### Selected text
问题
Microsoft has exposed the scriptdom API to parse and generate TSQL. I'm new to it and still playing with it. I want to know how to get the cross databases references from queries like this one.
UPDATE t3
SET description = 'abc'
FROM database1.dbo.table1 t1
INNER JOIN database2.dbo.table2 t2
ON (t1.id = t2.t1_id)
LEFT OUTER JOIN database3.dbo.table3 t3
ON (t3.id = t2.t3_id)
INNER JOIN database2.dbo.table4 t4
ON (t4.id = t2.t4_id)
What I want is a list of the references:
database1.dbo.table1.id = database2.dbo.table2.t1_id
database3.dbo.table3.id = database2.dbo.table2.t3_id
database2.dbo.table4.id = database2.dbo.table2.t4_id
However, for the last entry database2.dbo.table4.id = database2.dbo.table2.t4_id
, both of the columns from the 2 ends are from the same database database2
, this is not what I want. So my final required result is:
database1.dbo.table1.id = database2.dbo.table2.t1_id
database3.dbo.table3.id = database2.dbo.table2.t3_id
Is is possible to be implemented with scriptdom
?
回答1:
A robust implementation is not easy. For the limited problem as posed in this question, the solution is relatively simple -- stress "relatively". I assume the following:
- The query only has one level -- there are no UNIONs, subqueries, WITH expressions or other things that introduce new scopes for aliases (and this can get complicated very quickly).

### Records supplied
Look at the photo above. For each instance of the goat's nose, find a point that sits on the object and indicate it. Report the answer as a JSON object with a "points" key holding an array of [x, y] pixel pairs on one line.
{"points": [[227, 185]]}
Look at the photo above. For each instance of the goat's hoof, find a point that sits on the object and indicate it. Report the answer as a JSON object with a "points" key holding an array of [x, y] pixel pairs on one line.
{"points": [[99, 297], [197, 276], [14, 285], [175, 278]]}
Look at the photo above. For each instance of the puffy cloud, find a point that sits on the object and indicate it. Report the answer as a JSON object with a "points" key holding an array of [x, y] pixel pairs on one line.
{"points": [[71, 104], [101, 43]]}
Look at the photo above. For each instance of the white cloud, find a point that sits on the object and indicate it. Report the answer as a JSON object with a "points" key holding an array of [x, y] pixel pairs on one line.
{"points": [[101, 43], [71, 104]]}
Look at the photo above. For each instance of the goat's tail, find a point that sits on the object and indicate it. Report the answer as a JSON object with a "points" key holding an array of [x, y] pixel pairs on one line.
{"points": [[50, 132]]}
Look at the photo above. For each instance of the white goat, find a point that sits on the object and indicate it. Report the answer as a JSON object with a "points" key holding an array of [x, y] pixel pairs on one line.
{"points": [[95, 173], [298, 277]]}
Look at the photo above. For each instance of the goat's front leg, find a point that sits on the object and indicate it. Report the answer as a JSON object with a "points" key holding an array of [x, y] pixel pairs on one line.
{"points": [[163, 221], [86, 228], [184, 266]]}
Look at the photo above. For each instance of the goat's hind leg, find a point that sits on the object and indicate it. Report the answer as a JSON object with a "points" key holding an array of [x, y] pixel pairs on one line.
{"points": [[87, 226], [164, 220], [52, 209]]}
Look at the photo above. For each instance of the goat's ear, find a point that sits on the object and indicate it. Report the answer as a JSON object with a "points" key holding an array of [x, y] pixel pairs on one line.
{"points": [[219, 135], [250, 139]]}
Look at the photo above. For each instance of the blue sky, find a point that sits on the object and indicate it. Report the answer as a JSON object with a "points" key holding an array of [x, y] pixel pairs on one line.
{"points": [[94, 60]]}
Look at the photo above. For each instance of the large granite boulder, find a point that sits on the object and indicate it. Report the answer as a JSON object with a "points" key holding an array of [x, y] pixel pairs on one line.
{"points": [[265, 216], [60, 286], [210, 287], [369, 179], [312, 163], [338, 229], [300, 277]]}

### Written problem
Write the next part of the thread on finding cross-database references with ScriptDom, starting right after its last sentence. Leave the rows out of this entirely.

### Task output
- All identifiers in the query are fully qualified so there is no doubt what object it's referring to.
The solution strategy looks like this: we first visit the TSqlFragment
to make a list of all table aliases, then visit it again to get all equijoins, expanding aliases along the way. Using that list, we determine the list of equijoins that do not refer to the same database. In code:
var sql = @"
UPDATE t3
SET description = 'abc'
FROM database1.dbo.table1 t1
INNER JOIN database2.dbo.table2 t2
ON (t1.id = t2.t1_id)
LEFT OUTER JOIN database3.dbo.table3 t3
ON (t3.id = t2.t3_id)
INNER JOIN database2.dbo.table4 t4
ON (t4.id = t2.t4_id)
";
var parser = new TSql120Parser(initialQuotedIdentifiers: false);
IList<ParseError> errors;
TSqlScript script;
using (var reader = new StringReader(sql)) {
script = (TSqlScript) parser.Parse(reader, out errors);
}
// First resolve aliases.
var aliasResolutionVisitor = new AliasResolutionVisitor();
script.Accept(aliasResolutionVisitor);
// Then find all equijoins, expanding aliases along the way.
var findEqualityJoinVisitor = new FindEqualityJoinVisitor(
aliasResolutionVisitor.Aliases
);
script.Accept(findEqualityJoinVisitor);
// Now list all aliases where the left database is not the same
// as the right database.
foreach (
var equiJoin in
findEqualityJoinVisitor.EqualityJoins.Where(
j => !j.JoinsSameDatabase()
)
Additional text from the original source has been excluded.